Your instructions: In the listing that follows, determine how many lines include the word "cirrus". Respond with that number alone.
====== Source material ======
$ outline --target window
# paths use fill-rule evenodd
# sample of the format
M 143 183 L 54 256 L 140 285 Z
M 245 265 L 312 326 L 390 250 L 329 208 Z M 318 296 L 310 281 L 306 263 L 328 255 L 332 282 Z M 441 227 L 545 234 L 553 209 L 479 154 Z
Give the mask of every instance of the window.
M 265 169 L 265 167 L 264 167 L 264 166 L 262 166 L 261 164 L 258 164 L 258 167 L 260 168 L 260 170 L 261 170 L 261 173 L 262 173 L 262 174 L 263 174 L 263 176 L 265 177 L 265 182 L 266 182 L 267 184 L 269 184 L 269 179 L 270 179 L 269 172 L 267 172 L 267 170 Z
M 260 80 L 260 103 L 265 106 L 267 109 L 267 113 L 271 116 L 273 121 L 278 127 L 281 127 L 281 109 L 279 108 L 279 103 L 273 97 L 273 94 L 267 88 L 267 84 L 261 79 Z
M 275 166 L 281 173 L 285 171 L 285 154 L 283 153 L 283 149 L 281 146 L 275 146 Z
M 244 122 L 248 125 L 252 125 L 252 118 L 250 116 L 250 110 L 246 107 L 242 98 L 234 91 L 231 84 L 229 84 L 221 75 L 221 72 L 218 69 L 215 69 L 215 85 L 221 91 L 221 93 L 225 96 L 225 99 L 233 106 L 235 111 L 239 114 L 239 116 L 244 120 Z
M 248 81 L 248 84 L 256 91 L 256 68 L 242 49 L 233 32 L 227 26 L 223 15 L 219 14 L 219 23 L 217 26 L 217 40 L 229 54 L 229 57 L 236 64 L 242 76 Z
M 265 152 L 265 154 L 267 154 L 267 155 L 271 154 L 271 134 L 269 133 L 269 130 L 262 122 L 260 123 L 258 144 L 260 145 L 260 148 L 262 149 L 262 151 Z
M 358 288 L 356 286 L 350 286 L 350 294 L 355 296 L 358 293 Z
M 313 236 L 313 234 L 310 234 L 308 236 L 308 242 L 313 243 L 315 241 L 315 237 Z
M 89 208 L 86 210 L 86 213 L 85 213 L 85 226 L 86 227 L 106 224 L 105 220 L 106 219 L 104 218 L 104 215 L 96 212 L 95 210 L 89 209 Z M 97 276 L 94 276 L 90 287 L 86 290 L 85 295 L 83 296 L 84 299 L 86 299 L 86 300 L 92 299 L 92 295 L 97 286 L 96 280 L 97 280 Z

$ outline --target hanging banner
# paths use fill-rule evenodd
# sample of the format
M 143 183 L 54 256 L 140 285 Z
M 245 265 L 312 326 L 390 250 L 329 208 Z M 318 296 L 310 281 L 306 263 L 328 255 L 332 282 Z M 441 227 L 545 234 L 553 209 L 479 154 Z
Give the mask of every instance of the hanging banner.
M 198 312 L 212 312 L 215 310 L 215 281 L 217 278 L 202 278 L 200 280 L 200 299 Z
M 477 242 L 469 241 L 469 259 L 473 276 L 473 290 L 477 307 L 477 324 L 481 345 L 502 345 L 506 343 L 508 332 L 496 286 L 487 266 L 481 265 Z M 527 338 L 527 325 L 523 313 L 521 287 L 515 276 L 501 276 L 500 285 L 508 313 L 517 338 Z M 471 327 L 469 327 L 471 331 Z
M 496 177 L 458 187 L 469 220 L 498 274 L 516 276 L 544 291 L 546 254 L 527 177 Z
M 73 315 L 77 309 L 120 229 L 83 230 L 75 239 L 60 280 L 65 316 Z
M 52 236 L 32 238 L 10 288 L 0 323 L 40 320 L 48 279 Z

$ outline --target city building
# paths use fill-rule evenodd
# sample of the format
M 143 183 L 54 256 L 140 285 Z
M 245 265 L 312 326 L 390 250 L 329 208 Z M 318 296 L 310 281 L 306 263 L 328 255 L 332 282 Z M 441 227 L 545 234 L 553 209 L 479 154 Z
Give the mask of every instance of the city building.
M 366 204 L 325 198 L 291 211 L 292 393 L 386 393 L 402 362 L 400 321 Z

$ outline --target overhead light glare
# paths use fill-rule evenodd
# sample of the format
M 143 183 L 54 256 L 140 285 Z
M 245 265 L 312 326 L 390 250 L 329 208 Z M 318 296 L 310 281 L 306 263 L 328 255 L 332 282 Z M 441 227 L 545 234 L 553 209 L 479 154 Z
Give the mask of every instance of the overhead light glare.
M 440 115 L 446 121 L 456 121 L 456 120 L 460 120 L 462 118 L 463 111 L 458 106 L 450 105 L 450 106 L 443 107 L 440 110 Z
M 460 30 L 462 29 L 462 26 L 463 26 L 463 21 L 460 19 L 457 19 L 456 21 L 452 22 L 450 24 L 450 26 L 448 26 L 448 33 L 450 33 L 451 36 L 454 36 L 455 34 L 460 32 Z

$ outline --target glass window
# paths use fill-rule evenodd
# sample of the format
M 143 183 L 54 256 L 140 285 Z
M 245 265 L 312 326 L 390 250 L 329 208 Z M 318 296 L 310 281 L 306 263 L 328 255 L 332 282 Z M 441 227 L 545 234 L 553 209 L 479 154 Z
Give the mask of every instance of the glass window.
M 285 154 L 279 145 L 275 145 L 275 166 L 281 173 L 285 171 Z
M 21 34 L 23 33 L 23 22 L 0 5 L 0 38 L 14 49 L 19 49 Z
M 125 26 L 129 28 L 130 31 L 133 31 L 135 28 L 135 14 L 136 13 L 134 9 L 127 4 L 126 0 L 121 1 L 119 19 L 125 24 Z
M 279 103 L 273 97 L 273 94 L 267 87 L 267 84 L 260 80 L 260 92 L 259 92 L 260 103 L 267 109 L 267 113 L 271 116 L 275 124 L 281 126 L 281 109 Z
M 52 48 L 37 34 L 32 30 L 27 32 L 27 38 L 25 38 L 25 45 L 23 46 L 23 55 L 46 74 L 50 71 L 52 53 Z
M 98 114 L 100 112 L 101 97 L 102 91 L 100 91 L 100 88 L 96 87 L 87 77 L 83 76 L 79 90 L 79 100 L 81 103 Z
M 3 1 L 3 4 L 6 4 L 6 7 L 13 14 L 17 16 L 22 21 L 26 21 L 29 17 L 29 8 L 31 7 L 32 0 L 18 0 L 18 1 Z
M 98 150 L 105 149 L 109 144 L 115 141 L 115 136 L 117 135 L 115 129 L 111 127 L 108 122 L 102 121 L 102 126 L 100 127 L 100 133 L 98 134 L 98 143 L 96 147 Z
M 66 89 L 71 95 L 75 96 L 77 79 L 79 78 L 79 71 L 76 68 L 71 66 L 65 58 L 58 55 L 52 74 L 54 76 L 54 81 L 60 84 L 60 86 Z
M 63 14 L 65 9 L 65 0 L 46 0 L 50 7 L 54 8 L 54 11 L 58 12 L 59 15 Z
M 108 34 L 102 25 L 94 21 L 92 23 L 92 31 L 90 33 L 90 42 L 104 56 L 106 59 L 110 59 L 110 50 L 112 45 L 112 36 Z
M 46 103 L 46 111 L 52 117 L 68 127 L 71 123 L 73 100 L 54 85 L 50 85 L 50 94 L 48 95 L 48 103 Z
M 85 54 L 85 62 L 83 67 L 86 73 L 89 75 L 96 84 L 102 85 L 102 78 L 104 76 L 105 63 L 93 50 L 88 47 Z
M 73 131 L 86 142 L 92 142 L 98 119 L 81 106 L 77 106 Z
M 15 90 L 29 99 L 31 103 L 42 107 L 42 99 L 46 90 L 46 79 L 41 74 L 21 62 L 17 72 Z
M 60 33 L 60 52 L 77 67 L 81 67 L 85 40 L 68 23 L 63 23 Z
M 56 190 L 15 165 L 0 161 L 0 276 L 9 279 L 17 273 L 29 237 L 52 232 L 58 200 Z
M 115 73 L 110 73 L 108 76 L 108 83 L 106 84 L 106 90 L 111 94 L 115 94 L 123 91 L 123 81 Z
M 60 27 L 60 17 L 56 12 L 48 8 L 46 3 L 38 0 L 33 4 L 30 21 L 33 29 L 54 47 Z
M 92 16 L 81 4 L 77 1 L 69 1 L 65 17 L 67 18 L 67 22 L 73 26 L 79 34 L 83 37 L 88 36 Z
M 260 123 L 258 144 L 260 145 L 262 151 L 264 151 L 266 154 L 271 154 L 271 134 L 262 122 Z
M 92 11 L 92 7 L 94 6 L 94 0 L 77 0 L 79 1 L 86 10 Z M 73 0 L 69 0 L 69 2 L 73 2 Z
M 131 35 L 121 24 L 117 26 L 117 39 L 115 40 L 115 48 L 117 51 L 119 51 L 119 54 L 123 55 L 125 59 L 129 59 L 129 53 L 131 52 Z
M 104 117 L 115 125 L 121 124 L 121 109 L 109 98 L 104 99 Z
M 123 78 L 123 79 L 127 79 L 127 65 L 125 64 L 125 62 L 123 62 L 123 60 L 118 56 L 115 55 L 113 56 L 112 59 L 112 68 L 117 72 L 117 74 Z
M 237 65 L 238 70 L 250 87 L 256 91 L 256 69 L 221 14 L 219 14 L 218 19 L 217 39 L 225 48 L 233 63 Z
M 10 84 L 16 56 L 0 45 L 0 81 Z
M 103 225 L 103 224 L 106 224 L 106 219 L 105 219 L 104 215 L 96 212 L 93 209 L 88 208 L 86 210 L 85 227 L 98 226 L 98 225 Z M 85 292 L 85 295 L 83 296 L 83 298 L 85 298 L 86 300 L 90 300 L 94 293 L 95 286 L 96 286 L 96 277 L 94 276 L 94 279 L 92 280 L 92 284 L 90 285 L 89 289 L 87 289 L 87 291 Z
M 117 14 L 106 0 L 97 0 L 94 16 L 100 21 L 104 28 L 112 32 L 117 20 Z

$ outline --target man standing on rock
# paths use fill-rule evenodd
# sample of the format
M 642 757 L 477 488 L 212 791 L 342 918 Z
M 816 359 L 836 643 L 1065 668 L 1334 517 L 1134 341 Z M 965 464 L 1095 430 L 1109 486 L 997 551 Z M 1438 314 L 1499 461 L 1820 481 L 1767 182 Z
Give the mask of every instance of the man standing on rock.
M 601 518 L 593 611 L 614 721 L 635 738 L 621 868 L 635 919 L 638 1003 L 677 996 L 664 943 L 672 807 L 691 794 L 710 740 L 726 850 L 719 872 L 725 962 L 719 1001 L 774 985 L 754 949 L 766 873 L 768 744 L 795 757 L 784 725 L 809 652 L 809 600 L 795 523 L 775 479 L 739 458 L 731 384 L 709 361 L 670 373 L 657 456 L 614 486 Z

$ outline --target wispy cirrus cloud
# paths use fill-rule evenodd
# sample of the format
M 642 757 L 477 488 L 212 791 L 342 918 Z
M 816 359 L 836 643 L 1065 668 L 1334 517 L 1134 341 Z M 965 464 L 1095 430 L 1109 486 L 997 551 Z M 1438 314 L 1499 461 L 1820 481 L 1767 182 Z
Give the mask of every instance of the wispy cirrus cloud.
======
Output: 2